The Return

It feels like planets have lined up in order for my graduation day to come. At this point, I feel like the happiest person on Earth, because not only have I returned with such profound experiences in Argentina, but now I have the freedom apply what I have learned to my life at home. I have big plans for the future, but it starts here at my mother’s home where I will be moving in after graduation to help her around the house and start fresh.



Graduating with honors, class of 2016.


I didn’t come back with reverse culture shock like I had imagined, but I did go to the grocery store and came back with loads of cereal, junk food, and things I didn’t know I missed since I’ve been gone. I hope I don’t pick up any old habits! But in other terms of culture shock, I haven’t had any. However, I do feel like everything I have learned has significantly strengthened my critical thinking skills and my respect towards others. I can’t be any more thankful for having the support from my family and friends during these last few months and years.



My family.



I can’t help but miss Argentina. I miss my family, I miss my friends, I miss traveling, I miss the conversations I had with people on the streets, and I miss the music and culture. I feel like there’s always a surprise in Buenos Aires….I’ll be back soon, but not before I explore other parts of the world. My experience studying abroad opened my eyes and I think I caught the travel bug.



Wanda Abramor, a tango instructor in Buenos Aires.


One of my plans is to travel across the United States. While in Argentina, I realized I have hardly explored anything in the States. This summer I will take it upon myself to travel across the country to New York from Los Angeles. Not just for fun, but also to get a sense of what it is to be a North American. There are tremendous differences in all parts of the world and I want to know what make the States so different. Especially because of my experience in Argentina where I met people who felt strongly for or against North Americans. I need to experience it for myself.



Protesters during National Day of Memory (“Dia de la Memoria“) where nearly all Argentine citizens gather to celebrate democracy and memorialize the 40th anniversary of the civil dictatorship (1976-1983).

§ Listed entries:
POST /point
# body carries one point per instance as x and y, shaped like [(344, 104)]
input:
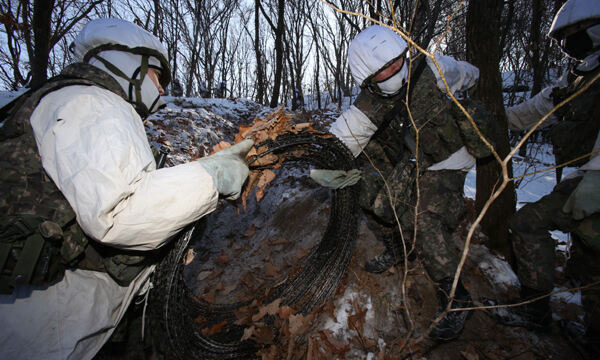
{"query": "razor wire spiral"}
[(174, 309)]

---

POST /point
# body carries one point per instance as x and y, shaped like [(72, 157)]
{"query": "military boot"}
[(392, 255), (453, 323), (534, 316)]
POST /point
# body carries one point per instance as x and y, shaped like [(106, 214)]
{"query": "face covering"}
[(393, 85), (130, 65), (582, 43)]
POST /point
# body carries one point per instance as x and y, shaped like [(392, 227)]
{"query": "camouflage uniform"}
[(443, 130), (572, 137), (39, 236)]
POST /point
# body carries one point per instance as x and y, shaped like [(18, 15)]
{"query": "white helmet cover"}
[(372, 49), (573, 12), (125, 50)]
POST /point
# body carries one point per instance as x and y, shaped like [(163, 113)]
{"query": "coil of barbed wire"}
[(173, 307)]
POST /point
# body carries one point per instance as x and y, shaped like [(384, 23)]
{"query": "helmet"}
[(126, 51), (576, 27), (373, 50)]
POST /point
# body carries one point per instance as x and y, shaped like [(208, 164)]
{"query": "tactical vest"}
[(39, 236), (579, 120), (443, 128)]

§ Set problem: In the post about returning from Argentina, between which two cities is the planned trip across the United States? The rows have no connection to the text.

§ Solution below: From Los Angeles to New York.